→ Assignment: Every entry below, from first to last, should be copied exactly.

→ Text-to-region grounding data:
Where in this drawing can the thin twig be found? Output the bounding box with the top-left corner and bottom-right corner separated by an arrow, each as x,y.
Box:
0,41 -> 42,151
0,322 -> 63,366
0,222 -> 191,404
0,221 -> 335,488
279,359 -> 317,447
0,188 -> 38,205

→ Output of the task:
Where in this drawing can the thin twig be found? Output the bounding box with the top-left corner and bottom-right corner separated by an arrow, each as x,y.
Box:
0,41 -> 42,151
0,322 -> 63,366
0,222 -> 191,404
0,221 -> 335,488
279,359 -> 317,447
0,188 -> 38,205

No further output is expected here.